Directions: Reproduce every line of the records below verbatim, omitting the pictures from your output.

Material for this exercise:
┌──

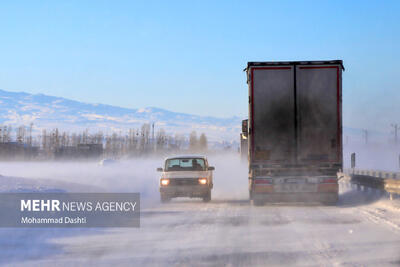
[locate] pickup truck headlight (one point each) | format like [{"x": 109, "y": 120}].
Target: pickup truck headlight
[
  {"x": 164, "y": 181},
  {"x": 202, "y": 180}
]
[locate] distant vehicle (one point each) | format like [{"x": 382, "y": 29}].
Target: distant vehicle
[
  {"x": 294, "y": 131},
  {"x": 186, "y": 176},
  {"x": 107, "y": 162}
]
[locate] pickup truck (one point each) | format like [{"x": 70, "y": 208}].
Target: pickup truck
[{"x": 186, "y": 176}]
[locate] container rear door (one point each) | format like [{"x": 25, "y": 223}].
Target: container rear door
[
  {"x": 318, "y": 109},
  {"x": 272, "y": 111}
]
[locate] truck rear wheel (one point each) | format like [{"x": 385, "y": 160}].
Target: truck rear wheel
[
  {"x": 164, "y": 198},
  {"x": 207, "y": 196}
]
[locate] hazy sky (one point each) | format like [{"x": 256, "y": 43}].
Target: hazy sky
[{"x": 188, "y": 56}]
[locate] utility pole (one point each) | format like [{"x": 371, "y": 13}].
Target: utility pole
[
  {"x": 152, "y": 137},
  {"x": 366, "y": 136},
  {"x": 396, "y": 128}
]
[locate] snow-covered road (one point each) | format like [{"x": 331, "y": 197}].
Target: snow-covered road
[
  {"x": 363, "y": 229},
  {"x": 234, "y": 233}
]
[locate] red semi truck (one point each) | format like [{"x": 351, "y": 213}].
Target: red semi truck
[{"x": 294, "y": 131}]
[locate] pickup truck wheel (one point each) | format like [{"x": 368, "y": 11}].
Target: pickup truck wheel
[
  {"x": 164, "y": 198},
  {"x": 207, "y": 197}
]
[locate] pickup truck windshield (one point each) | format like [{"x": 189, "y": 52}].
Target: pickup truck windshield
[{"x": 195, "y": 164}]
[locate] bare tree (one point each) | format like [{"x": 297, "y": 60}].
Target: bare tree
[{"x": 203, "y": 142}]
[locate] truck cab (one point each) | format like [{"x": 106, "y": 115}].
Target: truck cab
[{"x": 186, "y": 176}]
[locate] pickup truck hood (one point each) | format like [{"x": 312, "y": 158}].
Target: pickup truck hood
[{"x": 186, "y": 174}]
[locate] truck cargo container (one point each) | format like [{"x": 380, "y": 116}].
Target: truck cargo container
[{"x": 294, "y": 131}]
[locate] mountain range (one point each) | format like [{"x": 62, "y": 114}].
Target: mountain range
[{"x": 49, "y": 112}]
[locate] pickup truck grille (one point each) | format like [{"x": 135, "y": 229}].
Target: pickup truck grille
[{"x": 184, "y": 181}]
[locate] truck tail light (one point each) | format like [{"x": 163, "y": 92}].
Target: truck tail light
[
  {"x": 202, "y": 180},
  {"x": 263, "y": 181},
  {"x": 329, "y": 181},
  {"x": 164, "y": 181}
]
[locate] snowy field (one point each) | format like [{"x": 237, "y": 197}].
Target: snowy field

└──

Result below:
[locate] pickup truck headlight (one point each) | format like [{"x": 109, "y": 120}].
Target: pickup truck headlight
[
  {"x": 164, "y": 181},
  {"x": 202, "y": 180}
]
[locate] distant vehicle (one point each) | format like [{"x": 382, "y": 29}].
Target: distant vehicle
[
  {"x": 294, "y": 131},
  {"x": 186, "y": 176},
  {"x": 107, "y": 162}
]
[locate] pickup truck (one point each) | format like [{"x": 70, "y": 208}].
Target: pickup truck
[{"x": 186, "y": 176}]
[locate] container rear door (one point each) | format like [{"x": 25, "y": 223}].
Target: container rear door
[
  {"x": 318, "y": 109},
  {"x": 272, "y": 111}
]
[locate] truck rear wheel (one point each) | format like [{"x": 385, "y": 160}].
Target: truck rear wheel
[
  {"x": 164, "y": 198},
  {"x": 207, "y": 196}
]
[locate] hazy sky (one point each) | format like [{"x": 256, "y": 43}].
Target: hazy sky
[{"x": 188, "y": 56}]
[locate] utility pole (one point each) | format like [{"x": 371, "y": 13}].
Target: utility pole
[
  {"x": 152, "y": 137},
  {"x": 366, "y": 136},
  {"x": 396, "y": 128}
]
[locate] snow-covered road (one point each) | format like [{"x": 331, "y": 197}].
Target: snow-covered road
[
  {"x": 363, "y": 229},
  {"x": 234, "y": 233}
]
[locate] red semi truck (one point each) | format like [{"x": 351, "y": 213}].
Target: red semi truck
[{"x": 294, "y": 131}]
[locate] pickup truck wheel (one point each) | format like [{"x": 368, "y": 11}].
Target: pickup truck wheel
[
  {"x": 164, "y": 198},
  {"x": 207, "y": 197}
]
[locate] pickup truck windshield (one point each) | format like [{"x": 189, "y": 52}].
Target: pickup truck windshield
[{"x": 195, "y": 164}]
[locate] bare tree (one point each) | format like [{"x": 297, "y": 60}].
Target: bare tree
[{"x": 203, "y": 142}]
[locate] truck cab (one point each) | format like [{"x": 106, "y": 115}].
Target: truck cab
[{"x": 186, "y": 176}]
[locate] pickup truck hood (one point each) | format like [{"x": 312, "y": 158}].
Target: pickup truck hood
[{"x": 186, "y": 174}]
[locate] truck cargo container (one point each) | format like [{"x": 380, "y": 116}].
Target: truck cargo container
[{"x": 294, "y": 131}]
[locate] mountain range (one point each) | format like [{"x": 62, "y": 114}].
Target: mountain range
[{"x": 49, "y": 112}]
[locate] pickup truck grille (one point each) | format like [{"x": 135, "y": 229}].
Target: pickup truck grille
[{"x": 184, "y": 181}]
[locate] truck tail light (one point each) | format like [{"x": 163, "y": 92}].
Target: truck tail light
[
  {"x": 202, "y": 180},
  {"x": 263, "y": 181},
  {"x": 329, "y": 181},
  {"x": 164, "y": 181}
]
[locate] snowy field (one point each) | format like [{"x": 237, "y": 197}].
Target: snowy field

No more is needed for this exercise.